* [Text under study]:
What are Speech and Language Disorders?

There are many different kinds and degrees of speech and language difficulty. In the early years, sometimes it can be difficult to differentiate between speech and language delays which the child will eventually overcome and speech and language disorders which require intensive speech and language therapy.

Speech and language difficulties are not unusual in young children and difficulties may be evident in the following areas:

  • Understanding language (receptive) (i.e. following directions, answering questions etc)
  • Developing expressive language (i.e. vocabulary, forming sentences, use of grammatical
    structures)
  • Speech Sound production (children have difficulties in producing specific sounds in
    words)
  • Social Interaction difficulties

Children who have a speech and language disorder can have problems expressing themselves, understanding others or interacting socially with others. They may have difficulties understanding and finding the right words and producing and identifying speech sounds. Further difficulties include understanding grammatical rules about how to form phrases and sentences and knowing how language is used in different social contexts. Children who are unable to communicate their feelings and needs can become frustrated, feel isolated and alone. This can lead to emotional and behavioural problems. Carers may need to use a range of intentional and non-verbal means of communication including pictorial, symbolic, gestural or technological systems to ensure that every child is empowered to communicate to the best of their ability from the earliest age possible. A facilitating and responsive environment will support and nurture communication with every child.

Early Referral

Early referral to the speech and language therapies is important to establish the reasons for the delay in acquiring speech, language and communication skills. The speech and language therapist is the specialist who will carry out a detailed assessment of the child’s strengths and needs and develop a specific programme for the child based on this. Speech and language therapists typically work as part of a team with the child and the family.

* [Source data]:
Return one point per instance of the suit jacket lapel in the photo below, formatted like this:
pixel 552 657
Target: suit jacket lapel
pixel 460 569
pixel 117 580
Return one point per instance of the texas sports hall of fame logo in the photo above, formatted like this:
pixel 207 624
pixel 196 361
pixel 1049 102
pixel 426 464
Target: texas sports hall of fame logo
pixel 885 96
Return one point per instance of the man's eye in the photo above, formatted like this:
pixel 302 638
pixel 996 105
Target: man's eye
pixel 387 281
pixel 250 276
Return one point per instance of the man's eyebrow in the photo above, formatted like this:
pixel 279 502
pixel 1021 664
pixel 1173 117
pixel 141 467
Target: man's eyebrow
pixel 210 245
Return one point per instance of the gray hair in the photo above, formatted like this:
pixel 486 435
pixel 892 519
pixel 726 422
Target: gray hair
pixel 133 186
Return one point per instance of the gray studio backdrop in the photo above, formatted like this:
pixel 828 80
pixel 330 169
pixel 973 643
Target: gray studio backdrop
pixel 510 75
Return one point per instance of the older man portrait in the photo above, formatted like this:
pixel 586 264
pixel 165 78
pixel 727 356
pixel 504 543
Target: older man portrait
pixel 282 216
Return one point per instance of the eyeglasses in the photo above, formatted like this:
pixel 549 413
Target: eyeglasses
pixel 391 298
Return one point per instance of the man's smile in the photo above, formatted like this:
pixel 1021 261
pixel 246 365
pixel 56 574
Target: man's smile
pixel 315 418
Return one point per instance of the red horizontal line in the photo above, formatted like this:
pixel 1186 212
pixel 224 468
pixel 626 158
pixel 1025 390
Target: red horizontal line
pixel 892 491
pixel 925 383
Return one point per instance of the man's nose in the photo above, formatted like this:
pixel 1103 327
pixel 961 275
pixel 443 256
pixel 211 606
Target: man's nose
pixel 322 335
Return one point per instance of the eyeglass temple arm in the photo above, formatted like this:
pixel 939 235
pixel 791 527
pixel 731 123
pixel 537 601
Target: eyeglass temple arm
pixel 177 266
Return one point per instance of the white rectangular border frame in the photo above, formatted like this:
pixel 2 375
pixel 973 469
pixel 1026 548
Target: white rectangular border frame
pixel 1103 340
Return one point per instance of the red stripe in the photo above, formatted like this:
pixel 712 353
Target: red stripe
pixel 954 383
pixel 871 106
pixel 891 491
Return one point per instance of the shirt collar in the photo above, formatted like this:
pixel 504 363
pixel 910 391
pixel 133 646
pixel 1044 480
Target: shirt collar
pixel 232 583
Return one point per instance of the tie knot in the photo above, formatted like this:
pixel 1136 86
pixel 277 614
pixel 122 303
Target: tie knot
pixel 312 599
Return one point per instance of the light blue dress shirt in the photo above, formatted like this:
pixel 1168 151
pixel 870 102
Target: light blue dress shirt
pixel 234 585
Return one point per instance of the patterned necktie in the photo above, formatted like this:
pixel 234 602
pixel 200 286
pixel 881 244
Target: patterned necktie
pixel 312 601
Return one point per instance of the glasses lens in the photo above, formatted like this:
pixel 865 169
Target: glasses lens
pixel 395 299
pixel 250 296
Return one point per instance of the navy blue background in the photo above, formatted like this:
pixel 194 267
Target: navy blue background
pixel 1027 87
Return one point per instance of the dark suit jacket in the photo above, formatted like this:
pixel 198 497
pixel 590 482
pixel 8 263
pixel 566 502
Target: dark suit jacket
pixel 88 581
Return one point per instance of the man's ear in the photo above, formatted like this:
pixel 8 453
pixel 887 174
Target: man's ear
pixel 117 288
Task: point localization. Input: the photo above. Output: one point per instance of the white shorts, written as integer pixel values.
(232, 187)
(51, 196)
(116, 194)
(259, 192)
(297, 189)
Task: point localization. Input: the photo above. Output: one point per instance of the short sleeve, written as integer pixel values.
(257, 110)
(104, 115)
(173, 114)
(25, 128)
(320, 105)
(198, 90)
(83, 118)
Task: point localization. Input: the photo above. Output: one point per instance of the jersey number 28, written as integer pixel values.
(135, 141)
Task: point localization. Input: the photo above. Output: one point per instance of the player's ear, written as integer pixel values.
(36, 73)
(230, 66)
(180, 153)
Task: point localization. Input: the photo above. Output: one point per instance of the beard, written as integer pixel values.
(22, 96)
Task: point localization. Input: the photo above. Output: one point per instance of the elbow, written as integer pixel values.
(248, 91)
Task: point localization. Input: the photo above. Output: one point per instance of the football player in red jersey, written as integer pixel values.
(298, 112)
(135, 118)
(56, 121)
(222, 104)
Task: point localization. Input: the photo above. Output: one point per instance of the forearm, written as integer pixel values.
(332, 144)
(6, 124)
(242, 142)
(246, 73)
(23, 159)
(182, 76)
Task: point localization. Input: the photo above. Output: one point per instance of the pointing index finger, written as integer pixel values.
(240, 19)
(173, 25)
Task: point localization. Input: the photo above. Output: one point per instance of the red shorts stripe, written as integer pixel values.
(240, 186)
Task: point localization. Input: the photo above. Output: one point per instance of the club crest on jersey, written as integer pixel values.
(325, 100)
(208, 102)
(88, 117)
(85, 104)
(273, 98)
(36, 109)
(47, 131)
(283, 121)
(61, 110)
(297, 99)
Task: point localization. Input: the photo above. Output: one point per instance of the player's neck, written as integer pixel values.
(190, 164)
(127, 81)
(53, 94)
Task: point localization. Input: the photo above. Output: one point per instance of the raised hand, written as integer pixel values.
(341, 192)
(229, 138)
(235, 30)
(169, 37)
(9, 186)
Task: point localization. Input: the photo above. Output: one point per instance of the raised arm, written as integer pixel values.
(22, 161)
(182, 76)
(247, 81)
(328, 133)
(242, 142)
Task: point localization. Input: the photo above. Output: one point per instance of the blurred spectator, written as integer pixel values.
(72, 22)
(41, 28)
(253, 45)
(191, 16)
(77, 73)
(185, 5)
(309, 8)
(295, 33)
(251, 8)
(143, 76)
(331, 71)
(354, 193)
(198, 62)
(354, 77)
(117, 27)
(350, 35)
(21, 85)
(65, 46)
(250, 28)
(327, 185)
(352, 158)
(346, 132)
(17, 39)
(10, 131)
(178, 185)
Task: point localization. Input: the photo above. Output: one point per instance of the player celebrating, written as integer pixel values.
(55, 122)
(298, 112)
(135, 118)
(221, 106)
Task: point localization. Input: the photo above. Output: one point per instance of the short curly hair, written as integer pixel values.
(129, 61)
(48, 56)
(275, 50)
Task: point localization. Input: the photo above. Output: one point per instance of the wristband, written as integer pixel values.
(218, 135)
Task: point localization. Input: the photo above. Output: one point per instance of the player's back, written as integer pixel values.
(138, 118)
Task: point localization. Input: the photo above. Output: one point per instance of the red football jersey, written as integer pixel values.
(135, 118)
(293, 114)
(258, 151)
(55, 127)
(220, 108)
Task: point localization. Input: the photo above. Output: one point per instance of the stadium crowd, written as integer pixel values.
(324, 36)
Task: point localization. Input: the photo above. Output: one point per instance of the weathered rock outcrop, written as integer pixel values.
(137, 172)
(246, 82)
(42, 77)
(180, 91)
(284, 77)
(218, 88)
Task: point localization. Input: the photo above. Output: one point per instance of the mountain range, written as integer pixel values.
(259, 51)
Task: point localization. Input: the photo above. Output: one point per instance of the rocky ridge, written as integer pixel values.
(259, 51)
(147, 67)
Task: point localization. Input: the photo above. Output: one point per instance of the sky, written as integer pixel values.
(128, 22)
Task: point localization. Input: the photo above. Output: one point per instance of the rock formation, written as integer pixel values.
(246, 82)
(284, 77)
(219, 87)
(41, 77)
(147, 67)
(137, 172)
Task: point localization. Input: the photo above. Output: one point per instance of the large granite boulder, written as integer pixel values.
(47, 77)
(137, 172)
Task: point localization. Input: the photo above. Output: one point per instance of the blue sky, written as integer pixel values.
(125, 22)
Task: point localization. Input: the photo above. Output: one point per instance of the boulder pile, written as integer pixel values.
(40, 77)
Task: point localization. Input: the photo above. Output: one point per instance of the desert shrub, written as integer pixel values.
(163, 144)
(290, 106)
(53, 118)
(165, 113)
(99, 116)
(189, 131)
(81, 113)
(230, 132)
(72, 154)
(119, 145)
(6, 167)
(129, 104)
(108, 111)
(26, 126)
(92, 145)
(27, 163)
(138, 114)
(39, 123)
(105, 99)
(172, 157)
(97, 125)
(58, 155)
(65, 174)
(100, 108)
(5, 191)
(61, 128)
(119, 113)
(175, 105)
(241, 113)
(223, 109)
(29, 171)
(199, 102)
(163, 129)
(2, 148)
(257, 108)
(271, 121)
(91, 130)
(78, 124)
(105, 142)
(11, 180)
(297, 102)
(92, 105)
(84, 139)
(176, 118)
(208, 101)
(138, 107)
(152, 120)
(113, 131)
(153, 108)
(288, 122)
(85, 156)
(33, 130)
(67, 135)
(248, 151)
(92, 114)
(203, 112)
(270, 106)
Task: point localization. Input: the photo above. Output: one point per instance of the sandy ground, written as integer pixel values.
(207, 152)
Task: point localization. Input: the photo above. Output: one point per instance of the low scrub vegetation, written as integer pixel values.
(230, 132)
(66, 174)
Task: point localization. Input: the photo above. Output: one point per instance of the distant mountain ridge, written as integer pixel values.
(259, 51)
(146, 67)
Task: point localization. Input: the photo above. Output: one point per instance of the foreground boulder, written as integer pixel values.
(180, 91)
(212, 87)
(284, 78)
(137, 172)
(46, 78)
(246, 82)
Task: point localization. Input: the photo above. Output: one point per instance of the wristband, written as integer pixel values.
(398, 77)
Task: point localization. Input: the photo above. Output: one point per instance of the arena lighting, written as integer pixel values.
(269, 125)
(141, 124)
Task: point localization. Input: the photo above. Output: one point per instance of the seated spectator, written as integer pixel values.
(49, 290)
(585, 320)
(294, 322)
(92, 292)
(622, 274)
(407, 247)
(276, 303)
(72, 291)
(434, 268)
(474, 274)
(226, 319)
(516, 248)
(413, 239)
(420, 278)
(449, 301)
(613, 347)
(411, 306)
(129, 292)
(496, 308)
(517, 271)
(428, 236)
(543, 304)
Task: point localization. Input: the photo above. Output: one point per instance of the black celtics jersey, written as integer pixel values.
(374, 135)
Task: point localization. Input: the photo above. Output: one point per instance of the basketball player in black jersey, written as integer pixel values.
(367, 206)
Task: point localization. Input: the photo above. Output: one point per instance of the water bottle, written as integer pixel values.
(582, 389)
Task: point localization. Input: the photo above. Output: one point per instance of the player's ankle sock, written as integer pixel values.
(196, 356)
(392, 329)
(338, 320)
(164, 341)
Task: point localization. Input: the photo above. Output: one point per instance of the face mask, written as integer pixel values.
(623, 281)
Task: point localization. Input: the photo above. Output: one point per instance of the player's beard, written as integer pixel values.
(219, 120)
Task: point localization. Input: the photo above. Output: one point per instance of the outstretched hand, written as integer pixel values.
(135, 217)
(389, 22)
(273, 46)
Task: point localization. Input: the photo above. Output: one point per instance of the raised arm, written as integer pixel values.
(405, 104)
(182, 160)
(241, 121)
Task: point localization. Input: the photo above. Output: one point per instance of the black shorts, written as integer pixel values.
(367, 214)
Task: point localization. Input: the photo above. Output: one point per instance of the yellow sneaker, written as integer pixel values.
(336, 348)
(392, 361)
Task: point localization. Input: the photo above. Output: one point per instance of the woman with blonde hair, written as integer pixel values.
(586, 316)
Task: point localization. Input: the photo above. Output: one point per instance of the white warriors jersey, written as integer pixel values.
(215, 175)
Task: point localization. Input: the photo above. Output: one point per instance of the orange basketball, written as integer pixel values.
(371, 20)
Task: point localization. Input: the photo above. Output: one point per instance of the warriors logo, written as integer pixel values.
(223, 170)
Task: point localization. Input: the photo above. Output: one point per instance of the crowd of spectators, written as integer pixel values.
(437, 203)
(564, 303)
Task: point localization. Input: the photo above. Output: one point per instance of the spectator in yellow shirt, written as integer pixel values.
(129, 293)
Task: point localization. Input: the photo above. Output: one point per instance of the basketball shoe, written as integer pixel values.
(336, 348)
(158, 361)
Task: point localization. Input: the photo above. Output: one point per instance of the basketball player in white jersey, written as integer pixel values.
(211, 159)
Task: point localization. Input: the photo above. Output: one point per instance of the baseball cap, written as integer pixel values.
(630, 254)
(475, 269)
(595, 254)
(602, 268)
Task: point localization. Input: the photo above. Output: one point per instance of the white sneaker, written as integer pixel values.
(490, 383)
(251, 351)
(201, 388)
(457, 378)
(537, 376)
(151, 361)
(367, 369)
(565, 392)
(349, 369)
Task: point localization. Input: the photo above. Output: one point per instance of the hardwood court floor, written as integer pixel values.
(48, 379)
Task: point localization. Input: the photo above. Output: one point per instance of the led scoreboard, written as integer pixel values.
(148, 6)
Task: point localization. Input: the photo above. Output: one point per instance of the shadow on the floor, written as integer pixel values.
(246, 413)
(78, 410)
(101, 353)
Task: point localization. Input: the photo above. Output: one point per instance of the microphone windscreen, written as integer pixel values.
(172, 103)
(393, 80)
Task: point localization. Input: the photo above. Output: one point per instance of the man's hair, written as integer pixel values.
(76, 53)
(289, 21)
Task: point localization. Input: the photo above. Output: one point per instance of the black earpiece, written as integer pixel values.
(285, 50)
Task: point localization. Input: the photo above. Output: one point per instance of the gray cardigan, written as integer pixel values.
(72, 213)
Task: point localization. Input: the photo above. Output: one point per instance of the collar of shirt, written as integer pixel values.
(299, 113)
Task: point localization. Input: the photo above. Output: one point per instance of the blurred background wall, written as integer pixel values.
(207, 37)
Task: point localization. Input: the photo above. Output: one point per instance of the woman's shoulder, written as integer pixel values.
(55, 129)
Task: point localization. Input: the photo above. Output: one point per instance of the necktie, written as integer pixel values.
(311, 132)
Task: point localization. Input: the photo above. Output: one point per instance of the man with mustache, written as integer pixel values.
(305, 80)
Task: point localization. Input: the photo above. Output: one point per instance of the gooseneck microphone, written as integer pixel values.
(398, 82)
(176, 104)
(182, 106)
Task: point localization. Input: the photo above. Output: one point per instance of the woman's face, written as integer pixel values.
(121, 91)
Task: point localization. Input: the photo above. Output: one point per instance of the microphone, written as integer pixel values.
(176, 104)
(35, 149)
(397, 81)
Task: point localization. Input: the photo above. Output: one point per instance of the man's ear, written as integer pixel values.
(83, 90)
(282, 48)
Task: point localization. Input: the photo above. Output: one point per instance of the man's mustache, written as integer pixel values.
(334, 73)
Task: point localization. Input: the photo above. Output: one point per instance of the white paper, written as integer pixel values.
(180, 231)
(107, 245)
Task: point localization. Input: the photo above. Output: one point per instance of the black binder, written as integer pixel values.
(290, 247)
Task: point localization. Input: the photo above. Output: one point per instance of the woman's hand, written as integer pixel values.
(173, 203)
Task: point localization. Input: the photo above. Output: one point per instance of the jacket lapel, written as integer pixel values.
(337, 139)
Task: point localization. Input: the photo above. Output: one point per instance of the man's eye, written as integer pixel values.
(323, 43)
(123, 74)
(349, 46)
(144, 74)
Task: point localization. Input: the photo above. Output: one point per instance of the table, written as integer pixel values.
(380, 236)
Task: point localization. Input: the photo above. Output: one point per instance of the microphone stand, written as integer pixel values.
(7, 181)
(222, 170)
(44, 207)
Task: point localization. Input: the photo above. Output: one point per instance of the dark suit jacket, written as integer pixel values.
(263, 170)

* [Required action]: In the text on speech and language disorders, who carries out a detailed assessment of a child's strengths and needs?

* [Output of the exercise]: The speech and language therapist.